11 Jul 2021
Dear church family
On 16 June 2021, the Singapore government released the report on the Census of Population 2020. The report is accessible at the Department of Statistics’ website www.singstat.gov.sg
Subsequently on 22 June, The Straits Times (ST) published an article written by Mathew Mathews and Melvin Tay entitled, ‘Fading Faith? Fathoming the future of Singapore’s religious landscape’. The article provided an analysis of religious trends in Singapore based on the Census report and covered a range of issues in the changing religious sentiments of Singaporeans in general and also trajectories in specific religious traditions.
Consequently, Dr Roland Chia, theologian professor at Trinity Theological College, wrote a response paper entitled “No Room for Complacency”, which is available on the website of Ethos Institute for Public Christianity, https://ethosinstitute.sg/no-room-for-complacency/
Dr Chia shared his concerns on the analysis of the current religious trends that have direct or indirect bearing on Christianity and the churches in Singapore. He highlighted three issues raised by the ST article that he thought pastors, leaders, educators and parents should be concerned about and must give more attention to.
1. Spirituality without Religion
This issue has to do with the delinking of spirituality from organised religion, a trend that has been endemic in the West for several decades. The rejection of organised religion has resulted in privatised spiritualities. Dr Chia encouraged the Singapore churches to place emphasis on the importance of ecclesial and liturgical spirituality.

## Stored data entries
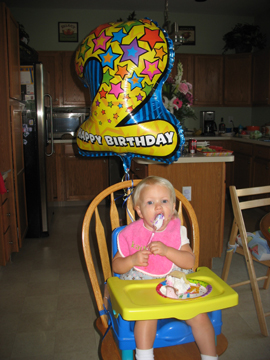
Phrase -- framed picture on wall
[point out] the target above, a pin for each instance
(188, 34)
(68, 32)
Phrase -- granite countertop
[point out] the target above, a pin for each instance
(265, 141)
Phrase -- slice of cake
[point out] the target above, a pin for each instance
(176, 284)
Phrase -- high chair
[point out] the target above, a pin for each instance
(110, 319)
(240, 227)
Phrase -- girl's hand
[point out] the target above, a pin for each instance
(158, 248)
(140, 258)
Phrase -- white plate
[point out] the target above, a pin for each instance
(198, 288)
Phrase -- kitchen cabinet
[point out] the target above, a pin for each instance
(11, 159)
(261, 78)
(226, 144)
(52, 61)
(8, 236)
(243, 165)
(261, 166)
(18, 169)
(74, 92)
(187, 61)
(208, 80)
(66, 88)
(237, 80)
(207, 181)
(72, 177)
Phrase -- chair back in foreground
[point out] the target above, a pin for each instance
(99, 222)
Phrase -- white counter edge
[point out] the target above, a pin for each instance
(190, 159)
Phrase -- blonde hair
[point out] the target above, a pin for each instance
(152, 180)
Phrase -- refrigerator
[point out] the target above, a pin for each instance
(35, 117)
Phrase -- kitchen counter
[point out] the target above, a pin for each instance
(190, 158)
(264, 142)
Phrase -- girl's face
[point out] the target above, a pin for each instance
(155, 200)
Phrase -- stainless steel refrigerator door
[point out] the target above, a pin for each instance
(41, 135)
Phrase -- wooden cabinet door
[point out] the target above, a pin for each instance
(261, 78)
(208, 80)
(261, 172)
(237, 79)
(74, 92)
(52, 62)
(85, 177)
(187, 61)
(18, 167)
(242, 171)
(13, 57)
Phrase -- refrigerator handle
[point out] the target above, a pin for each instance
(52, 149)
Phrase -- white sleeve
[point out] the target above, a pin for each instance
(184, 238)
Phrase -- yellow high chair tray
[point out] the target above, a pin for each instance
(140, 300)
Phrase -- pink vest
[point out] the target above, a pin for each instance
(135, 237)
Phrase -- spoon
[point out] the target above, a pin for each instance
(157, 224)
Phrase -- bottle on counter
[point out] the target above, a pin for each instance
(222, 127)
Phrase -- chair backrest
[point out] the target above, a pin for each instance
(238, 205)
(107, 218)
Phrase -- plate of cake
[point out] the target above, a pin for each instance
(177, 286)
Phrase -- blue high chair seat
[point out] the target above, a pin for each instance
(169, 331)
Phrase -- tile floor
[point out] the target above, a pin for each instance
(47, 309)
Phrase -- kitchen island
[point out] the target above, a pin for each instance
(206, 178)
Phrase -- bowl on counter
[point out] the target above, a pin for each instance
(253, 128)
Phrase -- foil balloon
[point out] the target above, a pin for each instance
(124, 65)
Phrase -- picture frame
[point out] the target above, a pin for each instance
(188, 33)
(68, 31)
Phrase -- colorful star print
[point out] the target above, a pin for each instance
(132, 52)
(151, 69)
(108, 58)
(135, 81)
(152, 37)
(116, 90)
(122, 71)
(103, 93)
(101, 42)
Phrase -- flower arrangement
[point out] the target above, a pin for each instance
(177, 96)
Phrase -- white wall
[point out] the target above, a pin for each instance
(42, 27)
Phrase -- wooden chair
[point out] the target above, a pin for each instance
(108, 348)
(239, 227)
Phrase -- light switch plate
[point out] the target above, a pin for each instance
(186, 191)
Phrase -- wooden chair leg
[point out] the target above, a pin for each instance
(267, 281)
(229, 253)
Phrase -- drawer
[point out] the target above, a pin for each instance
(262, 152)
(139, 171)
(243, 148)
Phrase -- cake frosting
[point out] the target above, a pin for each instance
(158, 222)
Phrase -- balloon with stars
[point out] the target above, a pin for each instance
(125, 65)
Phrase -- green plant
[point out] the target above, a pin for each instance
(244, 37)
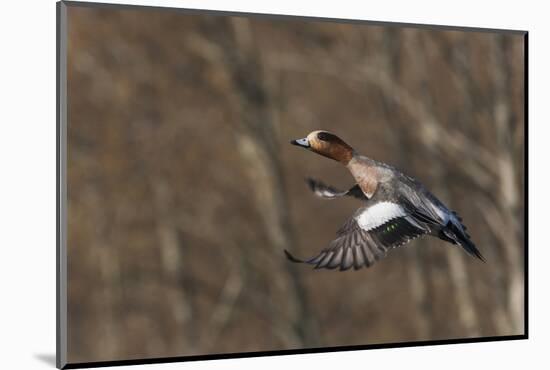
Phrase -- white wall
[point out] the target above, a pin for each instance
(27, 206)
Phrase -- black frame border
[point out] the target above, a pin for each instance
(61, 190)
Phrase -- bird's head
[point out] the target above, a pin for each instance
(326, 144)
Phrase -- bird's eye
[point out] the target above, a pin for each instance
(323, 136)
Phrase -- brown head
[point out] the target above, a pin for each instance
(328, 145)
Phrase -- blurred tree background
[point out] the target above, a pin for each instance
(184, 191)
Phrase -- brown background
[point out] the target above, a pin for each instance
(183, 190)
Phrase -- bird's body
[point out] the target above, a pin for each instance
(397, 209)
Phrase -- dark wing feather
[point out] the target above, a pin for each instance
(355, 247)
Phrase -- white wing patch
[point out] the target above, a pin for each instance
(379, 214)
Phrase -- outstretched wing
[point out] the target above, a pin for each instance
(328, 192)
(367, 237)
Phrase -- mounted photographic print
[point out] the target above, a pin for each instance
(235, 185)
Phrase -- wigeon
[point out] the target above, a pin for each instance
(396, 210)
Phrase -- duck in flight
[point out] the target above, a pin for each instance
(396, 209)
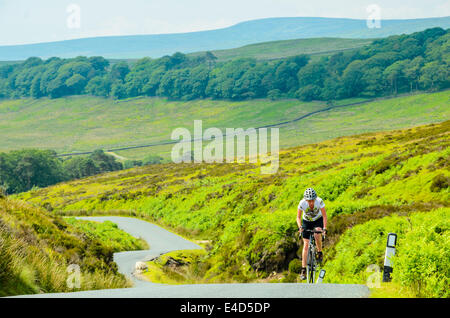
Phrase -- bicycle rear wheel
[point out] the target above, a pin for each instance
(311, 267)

==

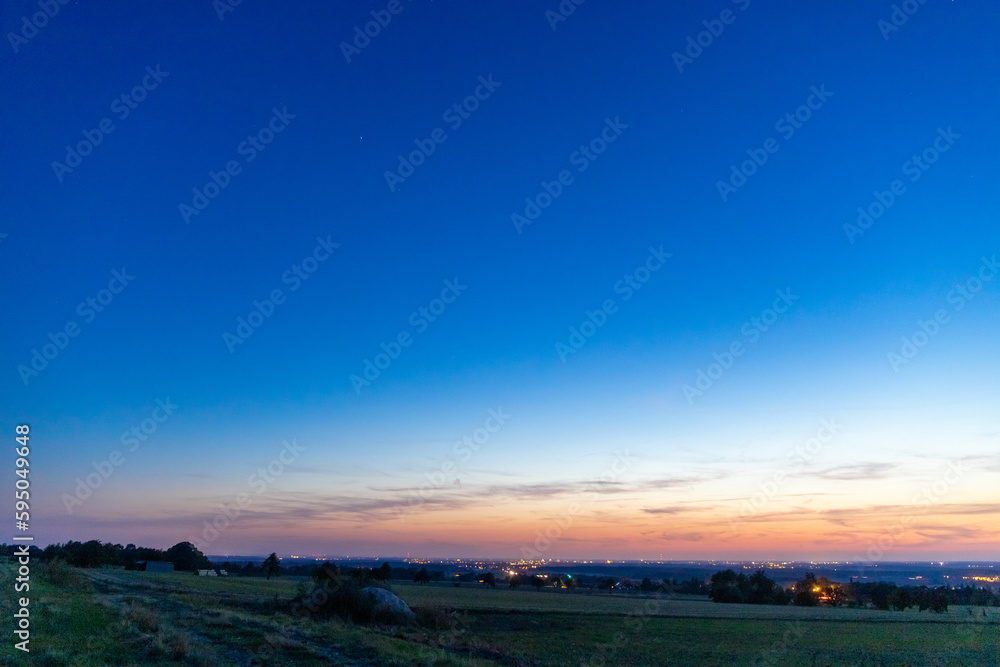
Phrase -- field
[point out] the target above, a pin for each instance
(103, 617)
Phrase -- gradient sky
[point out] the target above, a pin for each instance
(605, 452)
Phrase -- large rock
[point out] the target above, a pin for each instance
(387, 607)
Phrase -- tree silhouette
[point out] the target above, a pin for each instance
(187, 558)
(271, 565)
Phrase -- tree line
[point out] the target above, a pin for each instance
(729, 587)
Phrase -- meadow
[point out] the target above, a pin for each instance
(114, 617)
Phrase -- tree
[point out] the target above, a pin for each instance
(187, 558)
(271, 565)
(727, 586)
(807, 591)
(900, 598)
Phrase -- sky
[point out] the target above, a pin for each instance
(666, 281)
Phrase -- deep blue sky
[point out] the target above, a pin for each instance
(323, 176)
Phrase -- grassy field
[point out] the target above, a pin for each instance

## Exercise requirements
a. In the church letter about the 2020 census, what title did Dr Roland Chia give his response paper?
b. Please continue the church letter about the 2020 census from the point where it ends.

## List of answers
a. "No Room for Complacency"

b.
2. Digitalisation of Religion
Church services and meetings have gone online because of restrictions brought about by the Covid-19 pandemic. While it is beneficial practically, this digitalisation has exacerbated the drift away from organised religion and this can potentially lead to four critical issues. Firstly, Christian orthodoxy could be easily jeopardised. Secondly, religious or theological authority may be compromised. Thirdly, it encourages religious consumerism. Fourthly, it may lead to a DIY religion.
3. God of the Gaps
This issue is about how the emphasis on the STEM (science, technology, engineering, mathematics) disciplines in our Singapore education system has impacted and challenged the relevance of religion. The relationship between science and the Christian faith is an important but neglected topic in our churches. We need to help people to see and understand the relevance of the Christian faith in a world that is governed by science and technology.
May I encourage you to read Dr Chia’s response paper on your own. You may consider sharing your thoughts and having a discussion at your cell group meetings or friendship fellowship groups. Let us pray for God’s wisdom and grace for pastors, leaders and parents to guide God’s people during such challenging times.